To do:
- 1) According to the Deep Purple text, in which town did the band make its live debut?
- 2) Reproduce verbatim the portion of the Deep Purple text from "Size: 96.2 MB" to "after its release.".

Passage given:

----

Thursday, 31 December 2015

Deep Purple - The House of Blue Light (UK 1986)



Size: 96.2 MB
Bitrate: 256
mp3
Ripped by: ChrisGoesRock
Artwork Included
Source: Japan 24-Bit Remaster

Deep Purple evolved out of Roundabout who had been set up when two London businessmen, Tony Edwards and John Coletta decided to invest in a pop group. The name change to Deep Purple took place in April 1968 and coincided with their live debut in Tastrup, Denmark. The following month they recorded The Shades Of Deep Purple album. Musically they followed a pretty straight-forward pop format and the album peaked at No 24 in the US, although it didn't make the UK Charts at all. Similarly, their first single, Hush, a revival of a Joe South song with lots of great guitar work, rose to No 4 in the US singles Charts but failed to gain a Chart placing over here. A cover of Neil Diamond's Kentucky Woman gave them another minor US hit, but over here it was withdrawn shortly after its release.

----

Given data:
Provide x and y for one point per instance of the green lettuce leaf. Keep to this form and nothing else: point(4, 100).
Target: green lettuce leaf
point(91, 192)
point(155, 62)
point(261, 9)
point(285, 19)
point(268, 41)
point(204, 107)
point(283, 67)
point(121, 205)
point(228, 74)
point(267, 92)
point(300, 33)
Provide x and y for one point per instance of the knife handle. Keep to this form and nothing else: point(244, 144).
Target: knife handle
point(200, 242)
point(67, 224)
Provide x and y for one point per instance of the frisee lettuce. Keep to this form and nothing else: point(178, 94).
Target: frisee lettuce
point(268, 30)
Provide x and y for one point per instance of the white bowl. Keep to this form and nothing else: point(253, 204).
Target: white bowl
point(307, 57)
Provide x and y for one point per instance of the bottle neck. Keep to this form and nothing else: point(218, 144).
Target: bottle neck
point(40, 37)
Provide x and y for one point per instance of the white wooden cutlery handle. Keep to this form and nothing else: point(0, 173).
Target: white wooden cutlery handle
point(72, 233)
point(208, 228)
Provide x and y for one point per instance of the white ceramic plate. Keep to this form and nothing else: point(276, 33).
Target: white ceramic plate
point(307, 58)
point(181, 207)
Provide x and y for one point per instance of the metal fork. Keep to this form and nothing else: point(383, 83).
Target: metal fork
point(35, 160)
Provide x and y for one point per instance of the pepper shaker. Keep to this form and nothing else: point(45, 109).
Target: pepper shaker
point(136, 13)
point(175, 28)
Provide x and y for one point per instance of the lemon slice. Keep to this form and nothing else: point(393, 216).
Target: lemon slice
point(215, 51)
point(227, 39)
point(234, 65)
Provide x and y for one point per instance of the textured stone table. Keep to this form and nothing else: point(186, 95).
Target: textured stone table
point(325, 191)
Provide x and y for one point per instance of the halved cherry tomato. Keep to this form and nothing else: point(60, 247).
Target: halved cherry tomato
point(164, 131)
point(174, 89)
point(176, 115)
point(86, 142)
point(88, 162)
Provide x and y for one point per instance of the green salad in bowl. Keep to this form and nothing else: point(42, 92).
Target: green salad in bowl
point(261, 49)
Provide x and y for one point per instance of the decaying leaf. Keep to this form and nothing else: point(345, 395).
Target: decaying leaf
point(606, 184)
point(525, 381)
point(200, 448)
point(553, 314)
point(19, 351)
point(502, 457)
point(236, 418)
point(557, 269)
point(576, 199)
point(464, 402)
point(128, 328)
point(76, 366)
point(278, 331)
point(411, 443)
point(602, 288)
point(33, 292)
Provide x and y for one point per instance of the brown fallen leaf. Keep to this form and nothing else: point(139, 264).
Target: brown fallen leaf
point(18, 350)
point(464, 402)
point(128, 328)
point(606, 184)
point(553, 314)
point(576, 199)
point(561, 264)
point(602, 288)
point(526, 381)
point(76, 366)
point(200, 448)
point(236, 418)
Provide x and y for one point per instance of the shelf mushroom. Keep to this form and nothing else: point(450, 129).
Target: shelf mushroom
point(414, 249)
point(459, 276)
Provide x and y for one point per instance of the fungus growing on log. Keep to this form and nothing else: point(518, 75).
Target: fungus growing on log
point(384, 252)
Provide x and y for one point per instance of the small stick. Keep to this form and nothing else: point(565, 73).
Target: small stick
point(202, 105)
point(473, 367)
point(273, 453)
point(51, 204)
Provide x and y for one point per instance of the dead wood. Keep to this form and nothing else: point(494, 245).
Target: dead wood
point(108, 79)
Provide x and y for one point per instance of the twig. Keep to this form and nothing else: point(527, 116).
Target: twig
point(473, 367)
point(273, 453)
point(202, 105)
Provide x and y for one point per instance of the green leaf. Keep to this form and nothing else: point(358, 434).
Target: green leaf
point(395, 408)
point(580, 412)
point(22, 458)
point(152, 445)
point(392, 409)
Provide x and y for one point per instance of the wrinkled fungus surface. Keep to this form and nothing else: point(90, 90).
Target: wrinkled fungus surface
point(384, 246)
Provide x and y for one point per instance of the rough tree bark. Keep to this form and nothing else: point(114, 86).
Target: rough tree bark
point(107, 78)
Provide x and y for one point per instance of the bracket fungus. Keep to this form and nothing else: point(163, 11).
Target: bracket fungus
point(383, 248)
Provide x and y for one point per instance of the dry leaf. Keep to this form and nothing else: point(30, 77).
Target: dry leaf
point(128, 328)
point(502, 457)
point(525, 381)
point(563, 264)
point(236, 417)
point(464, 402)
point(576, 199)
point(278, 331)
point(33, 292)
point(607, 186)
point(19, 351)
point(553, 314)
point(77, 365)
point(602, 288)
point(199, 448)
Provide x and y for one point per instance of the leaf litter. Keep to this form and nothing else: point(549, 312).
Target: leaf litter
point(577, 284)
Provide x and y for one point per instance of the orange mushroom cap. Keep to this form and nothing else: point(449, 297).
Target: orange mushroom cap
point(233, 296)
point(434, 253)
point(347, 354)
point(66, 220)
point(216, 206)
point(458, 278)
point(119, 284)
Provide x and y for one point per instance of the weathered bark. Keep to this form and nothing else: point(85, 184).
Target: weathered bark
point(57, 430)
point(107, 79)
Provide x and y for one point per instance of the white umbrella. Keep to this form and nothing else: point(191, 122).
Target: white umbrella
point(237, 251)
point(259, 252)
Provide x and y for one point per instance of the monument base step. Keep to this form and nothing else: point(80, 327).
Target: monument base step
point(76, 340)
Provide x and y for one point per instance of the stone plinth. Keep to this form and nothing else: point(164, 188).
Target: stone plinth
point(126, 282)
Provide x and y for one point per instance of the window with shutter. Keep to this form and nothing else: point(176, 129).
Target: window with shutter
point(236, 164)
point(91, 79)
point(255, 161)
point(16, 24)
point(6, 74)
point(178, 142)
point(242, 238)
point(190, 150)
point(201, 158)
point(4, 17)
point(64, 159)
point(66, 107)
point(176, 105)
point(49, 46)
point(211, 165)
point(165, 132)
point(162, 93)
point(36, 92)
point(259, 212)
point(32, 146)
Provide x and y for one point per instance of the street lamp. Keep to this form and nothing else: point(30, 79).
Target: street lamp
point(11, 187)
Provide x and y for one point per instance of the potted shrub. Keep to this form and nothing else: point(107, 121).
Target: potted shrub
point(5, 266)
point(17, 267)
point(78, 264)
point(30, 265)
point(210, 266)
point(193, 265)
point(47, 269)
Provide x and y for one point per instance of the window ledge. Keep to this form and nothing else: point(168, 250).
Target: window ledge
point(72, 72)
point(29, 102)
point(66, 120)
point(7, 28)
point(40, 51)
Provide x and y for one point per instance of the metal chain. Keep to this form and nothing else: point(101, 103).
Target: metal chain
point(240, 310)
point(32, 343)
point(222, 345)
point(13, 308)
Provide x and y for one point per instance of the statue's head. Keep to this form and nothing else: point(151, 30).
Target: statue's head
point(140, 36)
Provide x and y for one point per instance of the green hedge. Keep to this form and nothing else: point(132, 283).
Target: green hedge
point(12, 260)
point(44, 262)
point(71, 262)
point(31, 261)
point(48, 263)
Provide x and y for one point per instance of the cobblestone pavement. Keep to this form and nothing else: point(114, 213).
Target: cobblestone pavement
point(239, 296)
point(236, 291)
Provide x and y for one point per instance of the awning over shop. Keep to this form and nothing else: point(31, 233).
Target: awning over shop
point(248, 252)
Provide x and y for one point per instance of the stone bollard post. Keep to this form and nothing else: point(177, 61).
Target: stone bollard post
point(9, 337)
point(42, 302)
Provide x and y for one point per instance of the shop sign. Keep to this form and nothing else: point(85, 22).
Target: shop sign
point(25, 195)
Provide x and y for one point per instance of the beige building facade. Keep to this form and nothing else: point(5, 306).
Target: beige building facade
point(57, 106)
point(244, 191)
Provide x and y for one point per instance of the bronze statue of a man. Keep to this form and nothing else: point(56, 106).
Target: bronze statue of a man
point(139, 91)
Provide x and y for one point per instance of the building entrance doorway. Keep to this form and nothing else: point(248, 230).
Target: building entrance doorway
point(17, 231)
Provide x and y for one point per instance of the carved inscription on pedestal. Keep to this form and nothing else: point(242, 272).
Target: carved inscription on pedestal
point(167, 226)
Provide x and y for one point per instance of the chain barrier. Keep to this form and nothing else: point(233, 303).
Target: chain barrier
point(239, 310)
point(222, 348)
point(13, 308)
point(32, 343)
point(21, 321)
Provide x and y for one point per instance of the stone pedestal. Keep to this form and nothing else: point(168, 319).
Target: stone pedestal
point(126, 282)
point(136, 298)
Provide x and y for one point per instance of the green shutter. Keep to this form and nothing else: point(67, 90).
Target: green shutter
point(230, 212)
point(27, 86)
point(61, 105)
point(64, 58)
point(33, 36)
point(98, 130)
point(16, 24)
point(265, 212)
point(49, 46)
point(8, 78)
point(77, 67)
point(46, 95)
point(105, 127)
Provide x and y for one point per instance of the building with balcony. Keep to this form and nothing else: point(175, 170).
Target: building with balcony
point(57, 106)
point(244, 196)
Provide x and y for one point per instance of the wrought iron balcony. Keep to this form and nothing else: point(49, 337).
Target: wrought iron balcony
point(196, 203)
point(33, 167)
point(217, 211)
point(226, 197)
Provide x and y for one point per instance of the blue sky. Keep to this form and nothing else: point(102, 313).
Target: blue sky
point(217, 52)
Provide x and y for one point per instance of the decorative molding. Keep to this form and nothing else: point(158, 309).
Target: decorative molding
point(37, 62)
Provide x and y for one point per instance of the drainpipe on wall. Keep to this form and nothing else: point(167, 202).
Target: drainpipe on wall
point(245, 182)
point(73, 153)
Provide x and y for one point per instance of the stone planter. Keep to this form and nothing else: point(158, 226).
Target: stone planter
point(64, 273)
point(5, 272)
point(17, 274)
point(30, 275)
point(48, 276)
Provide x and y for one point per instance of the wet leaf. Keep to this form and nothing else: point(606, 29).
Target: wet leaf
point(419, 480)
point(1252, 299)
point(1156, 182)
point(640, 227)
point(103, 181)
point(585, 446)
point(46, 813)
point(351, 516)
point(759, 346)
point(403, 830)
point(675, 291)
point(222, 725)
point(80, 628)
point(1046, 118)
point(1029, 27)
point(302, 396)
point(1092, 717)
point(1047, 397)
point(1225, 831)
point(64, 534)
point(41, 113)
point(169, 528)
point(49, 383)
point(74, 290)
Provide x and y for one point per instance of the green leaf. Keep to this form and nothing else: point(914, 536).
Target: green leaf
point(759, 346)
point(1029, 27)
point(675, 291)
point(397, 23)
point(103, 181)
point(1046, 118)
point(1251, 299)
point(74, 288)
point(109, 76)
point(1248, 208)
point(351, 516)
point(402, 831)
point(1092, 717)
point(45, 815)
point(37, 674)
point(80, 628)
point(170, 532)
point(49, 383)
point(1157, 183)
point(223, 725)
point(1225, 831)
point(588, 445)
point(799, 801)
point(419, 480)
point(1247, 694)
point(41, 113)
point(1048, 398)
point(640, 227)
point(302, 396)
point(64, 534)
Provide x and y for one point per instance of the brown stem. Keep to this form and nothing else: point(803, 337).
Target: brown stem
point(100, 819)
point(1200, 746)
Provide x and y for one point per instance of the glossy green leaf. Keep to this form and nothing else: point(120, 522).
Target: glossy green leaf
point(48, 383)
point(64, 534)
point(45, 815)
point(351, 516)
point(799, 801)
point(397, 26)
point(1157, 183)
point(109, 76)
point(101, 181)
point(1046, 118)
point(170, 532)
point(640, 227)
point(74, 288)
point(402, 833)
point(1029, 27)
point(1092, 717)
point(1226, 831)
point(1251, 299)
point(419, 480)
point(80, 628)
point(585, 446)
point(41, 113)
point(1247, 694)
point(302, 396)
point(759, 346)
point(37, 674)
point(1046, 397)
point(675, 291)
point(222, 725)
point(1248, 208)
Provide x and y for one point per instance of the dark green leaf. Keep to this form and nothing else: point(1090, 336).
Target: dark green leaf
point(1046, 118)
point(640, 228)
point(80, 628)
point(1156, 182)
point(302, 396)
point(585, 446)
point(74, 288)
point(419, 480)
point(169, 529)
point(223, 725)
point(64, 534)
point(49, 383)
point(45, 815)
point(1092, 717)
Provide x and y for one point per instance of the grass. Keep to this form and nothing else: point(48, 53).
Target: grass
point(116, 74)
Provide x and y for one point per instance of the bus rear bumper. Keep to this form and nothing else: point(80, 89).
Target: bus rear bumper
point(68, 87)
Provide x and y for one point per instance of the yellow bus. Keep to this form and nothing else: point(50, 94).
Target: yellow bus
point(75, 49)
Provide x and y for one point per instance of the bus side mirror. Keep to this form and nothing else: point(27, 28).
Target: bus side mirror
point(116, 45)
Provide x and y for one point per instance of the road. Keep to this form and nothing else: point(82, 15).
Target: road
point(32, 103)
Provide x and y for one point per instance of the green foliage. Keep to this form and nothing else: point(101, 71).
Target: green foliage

----

Answer list:
- 1) Tastrup, Denmark.

- 2)
Size: 96.2 MB
Bitrate: 256
mp3
Ripped by: ChrisGoesRock
Artwork Included
Source: Japan 24-Bit Remaster

Deep Purple evolved out of Roundabout who had been set up when two London businessmen, Tony Edwards and John Coletta decided to invest in a pop group. The name change to Deep Purple took place in April 1968 and coincided with their live debut in Tastrup, Denmark. The following month they recorded The Shades Of Deep Purple album. Musically they followed a pretty straight-forward pop format and the album peaked at No 24 in the US, although it didn't make the UK Charts at all. Similarly, their first single, Hush, a revival of a Joe South song with lots of great guitar work, rose to No 4 in the US singles Charts but failed to gain a Chart placing over here. A cover of Neil Diamond's Kentucky Woman gave them another minor US hit, but over here it was withdrawn shortly after its release.